# Anche Lewandowski al Bayern. Lo dichiara l'agente di Heynckes. Ma il Bayern smentisce



## admin (24 Aprile 2013)

*Anche Lewandowski al Bayern. Lo dichiara l'agente di Heynckes. Ma il Bayern smentisce*

*Non solo Goetze*, il *Bayern Monaco *fa la spesa dai rivali del *Borussia Dortmund* e si assicura anche l'attaccante *Lewandowski*. A rivelare la notizia, abbastanza clamorosa, è Enrique Reyes, agente del tecnico Heynckes:"Hanno già messo sotto contratto Goetze e Lewandowsky. Il Bayern ha tantissimi soldi, se le altre squadre si rifiutano di trattare *pagano la clausola rescissoria del giocatore che vogliono prendere*. Stanno costruendo una squadra incredibile".


----------



## chicagousait (24 Aprile 2013)

Il Bayern dominerà per anni


----------



## Aphex (24 Aprile 2013)

La prenderanno bene in quel di Dortmund...


----------



## Brontolo (24 Aprile 2013)

e poi beckenbauer si lamenta della scorrettezza del bayer leverkusen nella cessione di vidal -.-


----------



## Magnus_Marcus (24 Aprile 2013)

Prendessero Hummels sarebbero veramente imbattibili


----------



## Tifo'o (24 Aprile 2013)

Il Bayern vincerà la Bundess a dicembre credo...


----------



## DMZtheRockBear (24 Aprile 2013)

Brontolo ha scritto:


> e poi beckenbauer si lamenta della scorrettezza del bayer leverkusen nella cessione di vidal -.-



eh bhè? la situazione di vidal era totalmente diversa,loro avevano l'accordo con il giocatore e con il lerverkusen che però con l'offerta della juve fece saltare tutto,quando era già tutto fatto o quasi .Loro offrono soldi(tanti) al borussia che è libero di accettare o meno(almenochè non ci siano clausole rescissorie) non vedo cosa facciano di male o di scorretto


----------



## iceman. (24 Aprile 2013)

## Dati:
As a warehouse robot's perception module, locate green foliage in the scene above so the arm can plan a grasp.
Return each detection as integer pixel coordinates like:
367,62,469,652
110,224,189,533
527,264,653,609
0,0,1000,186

## Sfida:
Riprendi la discussione sul passaggio di Lewandowski al Bayern a partire dall'intestazione del messaggio di iceman, con cui il testo si chiude.

## Risposta scritta:
Saranno contenti i tifosi del borussia....voglio vedere stasera ...


----------



## Jino (24 Aprile 2013)

DMZtheRockBear ha scritto:


> eh bhè? la situazione di vidal era totalmente diversa,loro avevano l'accordo con il giocatore e con il lerverkusen che però con l'offerta della juve fece saltare tutto,quando era già tutto fatto o quasi .Loro offrono soldi(tanti) al borussia che è libero di accettare o meno(almenochè non ci siano clausole rescissorie) non vedo cosa facciano di male o di scorretto



Io invece ricordo un pò diversa la faccenda, quelli del Bayern ce l'hanno con Vidal e non con il Leverkusen, perchè aveva strappato la promessa al giocatore che però all'ultimo preferì la Juve. Ecco perchè non la presero bene.


----------



## Tifo'o (24 Aprile 2013)

Certo che pure quelli del Dortmund cioe clausola di goeze a 37 mil... ma mettela a 70 no???? Che succhi di frutta

La clausola di Leawandosvisk quanto è???


----------



## Fabry_cekko (24 Aprile 2013)

Magnus_Marcus ha scritto:


> Prendessero Hummels sarebbero veramente imbattibili



esatto, è un mesetto che lo dico che per diventare la squadra perfetta gli serviva Lewandowski e l'hanno preso, un centrocampista e hanno preso Gotze (pensavo Vidal) e adesso gli manca solamente un difensore...credo Hummels
il Bayern può vincere 2-3 Champions di fila occhio

- - - Aggiornato - - -



Tifo'o ha scritto:


> Certo che pure quelli del Dortmund cioe clausola di goeze a 37 mil... ma mettela a 70 no???? Che succhi di frutta
> 
> La clausola di Leawandosvisk quanto è???



prima Piccinini diceva meno di quella di Gotze, penso sempre sui 30


----------



## Brontolo (24 Aprile 2013)

Magnus_Marcus ha scritto:


> Prendessero Hummels sarebbero veramente imbattibili



mi auguro che mats non voglia tornare a monaco dopo essere stato scaricato...


----------



## Darren Marshall (24 Aprile 2013)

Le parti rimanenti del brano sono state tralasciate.